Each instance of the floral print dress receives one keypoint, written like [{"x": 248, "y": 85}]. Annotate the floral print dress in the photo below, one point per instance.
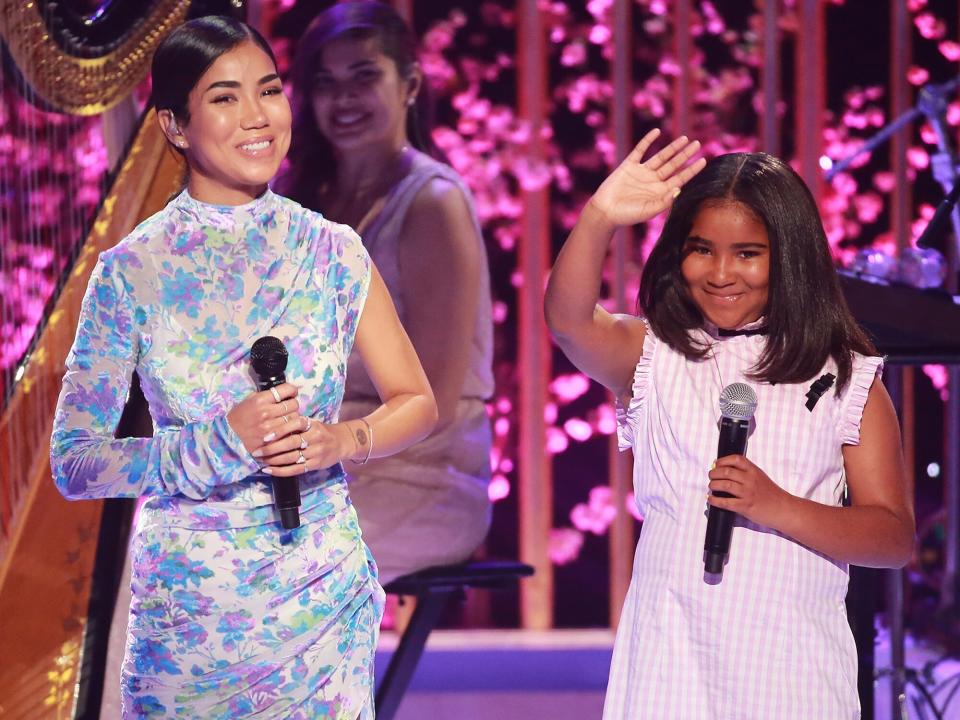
[{"x": 231, "y": 616}]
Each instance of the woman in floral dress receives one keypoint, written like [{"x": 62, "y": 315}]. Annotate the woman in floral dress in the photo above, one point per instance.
[{"x": 231, "y": 615}]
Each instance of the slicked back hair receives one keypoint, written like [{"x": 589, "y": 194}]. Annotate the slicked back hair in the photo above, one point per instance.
[{"x": 807, "y": 316}]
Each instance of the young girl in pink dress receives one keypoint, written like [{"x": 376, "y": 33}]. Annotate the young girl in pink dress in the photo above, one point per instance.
[{"x": 740, "y": 287}]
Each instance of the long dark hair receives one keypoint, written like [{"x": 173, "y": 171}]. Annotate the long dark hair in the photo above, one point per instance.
[
  {"x": 312, "y": 162},
  {"x": 188, "y": 52},
  {"x": 807, "y": 317}
]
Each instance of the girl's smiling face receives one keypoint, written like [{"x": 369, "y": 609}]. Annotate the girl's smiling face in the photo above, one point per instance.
[{"x": 726, "y": 264}]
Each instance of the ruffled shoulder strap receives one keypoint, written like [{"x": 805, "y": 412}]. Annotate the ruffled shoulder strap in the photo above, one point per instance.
[
  {"x": 628, "y": 418},
  {"x": 865, "y": 370}
]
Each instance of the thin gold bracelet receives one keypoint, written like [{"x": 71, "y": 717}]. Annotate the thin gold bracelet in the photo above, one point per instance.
[{"x": 370, "y": 446}]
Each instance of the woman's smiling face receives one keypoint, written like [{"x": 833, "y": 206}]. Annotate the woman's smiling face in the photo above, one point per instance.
[
  {"x": 239, "y": 128},
  {"x": 358, "y": 96}
]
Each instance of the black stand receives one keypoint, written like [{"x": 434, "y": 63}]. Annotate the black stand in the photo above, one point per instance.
[{"x": 434, "y": 588}]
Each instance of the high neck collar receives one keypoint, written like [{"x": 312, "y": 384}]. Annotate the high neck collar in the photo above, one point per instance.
[
  {"x": 223, "y": 216},
  {"x": 757, "y": 328}
]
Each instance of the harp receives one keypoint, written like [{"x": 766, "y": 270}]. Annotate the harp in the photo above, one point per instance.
[{"x": 63, "y": 61}]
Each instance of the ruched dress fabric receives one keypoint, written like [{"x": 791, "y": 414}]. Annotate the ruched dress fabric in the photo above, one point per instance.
[
  {"x": 231, "y": 616},
  {"x": 427, "y": 505},
  {"x": 769, "y": 638}
]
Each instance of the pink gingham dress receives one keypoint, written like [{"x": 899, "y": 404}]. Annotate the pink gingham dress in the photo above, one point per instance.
[{"x": 770, "y": 641}]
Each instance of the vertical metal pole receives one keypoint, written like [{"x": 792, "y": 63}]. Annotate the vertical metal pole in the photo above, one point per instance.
[
  {"x": 536, "y": 492},
  {"x": 901, "y": 210},
  {"x": 683, "y": 86},
  {"x": 770, "y": 122},
  {"x": 620, "y": 475},
  {"x": 899, "y": 383},
  {"x": 951, "y": 492},
  {"x": 811, "y": 92},
  {"x": 901, "y": 213}
]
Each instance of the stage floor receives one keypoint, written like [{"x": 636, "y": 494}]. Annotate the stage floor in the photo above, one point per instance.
[{"x": 561, "y": 675}]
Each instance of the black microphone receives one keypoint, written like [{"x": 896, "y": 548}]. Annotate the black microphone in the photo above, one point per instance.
[
  {"x": 268, "y": 357},
  {"x": 738, "y": 403}
]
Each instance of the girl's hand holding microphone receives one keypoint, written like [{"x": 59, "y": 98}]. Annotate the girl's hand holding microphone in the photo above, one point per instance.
[{"x": 285, "y": 442}]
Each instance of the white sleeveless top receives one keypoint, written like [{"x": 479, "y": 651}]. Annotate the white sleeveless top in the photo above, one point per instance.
[{"x": 771, "y": 639}]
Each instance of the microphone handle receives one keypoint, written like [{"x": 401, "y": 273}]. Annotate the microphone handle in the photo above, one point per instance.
[
  {"x": 716, "y": 544},
  {"x": 286, "y": 490}
]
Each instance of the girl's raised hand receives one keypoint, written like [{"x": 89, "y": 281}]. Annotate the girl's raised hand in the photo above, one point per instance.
[{"x": 640, "y": 189}]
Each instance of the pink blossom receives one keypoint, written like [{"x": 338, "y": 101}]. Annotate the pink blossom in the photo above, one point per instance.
[
  {"x": 557, "y": 441},
  {"x": 569, "y": 387},
  {"x": 930, "y": 26},
  {"x": 563, "y": 545},
  {"x": 550, "y": 413},
  {"x": 917, "y": 75},
  {"x": 940, "y": 378},
  {"x": 918, "y": 158},
  {"x": 600, "y": 34},
  {"x": 578, "y": 429},
  {"x": 950, "y": 50},
  {"x": 499, "y": 488},
  {"x": 596, "y": 515},
  {"x": 884, "y": 181}
]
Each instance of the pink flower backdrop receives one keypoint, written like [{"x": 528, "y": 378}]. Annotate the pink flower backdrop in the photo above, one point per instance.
[{"x": 52, "y": 169}]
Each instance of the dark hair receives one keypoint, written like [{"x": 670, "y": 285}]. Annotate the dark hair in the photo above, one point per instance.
[
  {"x": 807, "y": 317},
  {"x": 312, "y": 162},
  {"x": 188, "y": 52}
]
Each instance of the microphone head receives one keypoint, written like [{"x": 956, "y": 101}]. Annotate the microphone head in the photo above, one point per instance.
[
  {"x": 268, "y": 356},
  {"x": 738, "y": 401}
]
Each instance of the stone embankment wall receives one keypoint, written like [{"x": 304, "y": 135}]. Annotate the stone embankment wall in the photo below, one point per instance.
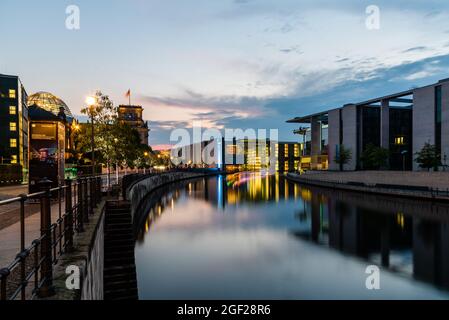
━━━━
- **What to work on**
Write out all of the data above again word for word, leaving the pictures out.

- **Worked answer**
Each instance of the floral print dress receives one keypoint, written like [{"x": 248, "y": 85}]. Annotate the floral print dress in the photo below, one point per instance.
[{"x": 231, "y": 616}]
Each instance of the woman in floral dress receives one keypoint, written like [{"x": 62, "y": 315}]. Annotate the woman in floral dress in the photo above, one point per instance.
[{"x": 231, "y": 615}]
Each instance of the slicked back hair receives one keypoint, written like [{"x": 589, "y": 194}]. Annotate the slicked back hair in the photo above, one point per instance.
[{"x": 807, "y": 316}]
Each instance of the young girl in pink dress receives one keypoint, written like [{"x": 376, "y": 33}]. Annotate the young girl in pink dress in the photo above, one point per instance.
[{"x": 740, "y": 287}]
Each instance of the long dark hair receives one keypoint, written like [{"x": 173, "y": 171}]. Annotate the long dark hair in the photo above, one point per instance.
[
  {"x": 312, "y": 162},
  {"x": 188, "y": 52},
  {"x": 807, "y": 317}
]
Each instance of the girl's smiling face receives one keypoint, written like [{"x": 369, "y": 609}]. Annotate the girl's smiling face in the photo above, one point per instance.
[{"x": 726, "y": 264}]
Each instance of the ruffled shoulder strap receives one keypoint, written like [{"x": 805, "y": 412}]. Annotate the ruffled shoulder strap in the photo above, one point per instance.
[
  {"x": 628, "y": 418},
  {"x": 865, "y": 370}
]
Each instance of the thin gold bracelet receives one keypoint, written like [{"x": 71, "y": 717}]. Annotate the thin gold bracelet in the photo above, one point per instance.
[{"x": 370, "y": 446}]
Each instance of the woman's smiling face receives one keypoint, written like [{"x": 833, "y": 206}]. Annotate the woman's smiling face in the photo above, one point per instance.
[
  {"x": 239, "y": 128},
  {"x": 358, "y": 96}
]
Each instance of the black stand receives one keypoint, written like [{"x": 434, "y": 63}]. Annotate the black stand in the photo above, one point per instance.
[{"x": 434, "y": 588}]
Each instance of the high neck collar receives one keypoint, written like [{"x": 312, "y": 384}]. Annotate the high neck collar in the photo above, one point per instance.
[
  {"x": 223, "y": 216},
  {"x": 757, "y": 328}
]
Each instance of the harp receives one keypoint, written like [{"x": 766, "y": 270}]. Annotate the harp in the photo above, one point per instance.
[{"x": 63, "y": 61}]
Each instance of the ruched dress fabric receives one keypoint, written like [{"x": 791, "y": 414}]. Annotate the ruched dress fabric in the photo above, one point per instance.
[
  {"x": 231, "y": 616},
  {"x": 427, "y": 505},
  {"x": 769, "y": 638}
]
Each instance of the pink gingham dress receives one keypoint, written like [{"x": 899, "y": 404}]. Annotate the pink gingham dress in the photo above, one point per instance.
[{"x": 770, "y": 641}]
Each instance of the vertical metal pole receives one keypoint, written like [{"x": 792, "y": 63}]. Annotate the vertical metal pole in the photo above, one point per instance.
[
  {"x": 536, "y": 492},
  {"x": 901, "y": 210},
  {"x": 683, "y": 86},
  {"x": 770, "y": 122},
  {"x": 620, "y": 475},
  {"x": 899, "y": 383},
  {"x": 951, "y": 492},
  {"x": 811, "y": 92},
  {"x": 901, "y": 213}
]
Each instance of the stage floor receives one keypoint, written like [{"x": 636, "y": 494}]. Annotate the stage floor in the photo above, one point per instance.
[{"x": 561, "y": 675}]
Each instance of the black microphone receives one keypoint, written like [{"x": 896, "y": 548}]. Annotate the black microphone in the photo above, one point per instance.
[
  {"x": 268, "y": 357},
  {"x": 738, "y": 403}
]
Each instance of the girl's hand holding microphone receives one keypoint, written like [{"x": 59, "y": 98}]. Annotate the girl's hand holding microphone in the photo above, one point per instance.
[{"x": 285, "y": 442}]
Each instance of the white sleeveless top receives one keypoint, written like [{"x": 479, "y": 651}]. Annotate the white sleeveless top in the photo above, one point per instance.
[{"x": 771, "y": 639}]
Each instance of the microphone handle receives one keypoint, written like [{"x": 401, "y": 273}]. Annotate the microphone handle in the photo above, one point per instance.
[
  {"x": 716, "y": 544},
  {"x": 286, "y": 490}
]
Each instance of the girl's raised hand receives one keypoint, written like [{"x": 89, "y": 281}]. Annotate the girl's raised hand in the photo above, one point per instance.
[{"x": 640, "y": 189}]
Each instance of the pink blossom receives one keypoint, written like [{"x": 338, "y": 101}]. Annotate the pink blossom in the photo above, one point per instance.
[
  {"x": 557, "y": 441},
  {"x": 569, "y": 387},
  {"x": 930, "y": 26},
  {"x": 563, "y": 545},
  {"x": 550, "y": 413},
  {"x": 917, "y": 75},
  {"x": 940, "y": 378},
  {"x": 918, "y": 158},
  {"x": 600, "y": 34},
  {"x": 578, "y": 429},
  {"x": 950, "y": 50},
  {"x": 499, "y": 488},
  {"x": 596, "y": 515},
  {"x": 884, "y": 181}
]
Each instance of the pink flower backdrop receives one keypoint, written like [{"x": 528, "y": 378}]. Annotate the pink flower backdrop in the photo above, one point per instance.
[{"x": 52, "y": 169}]
Each instance of the dark hair receives one keypoint, written like [{"x": 670, "y": 285}]. Annotate the dark hair in the photo above, one point per instance.
[
  {"x": 807, "y": 317},
  {"x": 312, "y": 162},
  {"x": 188, "y": 52}
]
Each instance of the microphone head receives one keypoint, written like [{"x": 956, "y": 101}]. Annotate the microphone head in the photo above, one point per instance.
[
  {"x": 268, "y": 356},
  {"x": 738, "y": 401}
]
Each instance of the stone embankment wall receives one keypoint, written like [{"x": 304, "y": 135}]. Annotate the stone embankment wall in the photo below, one point per instance.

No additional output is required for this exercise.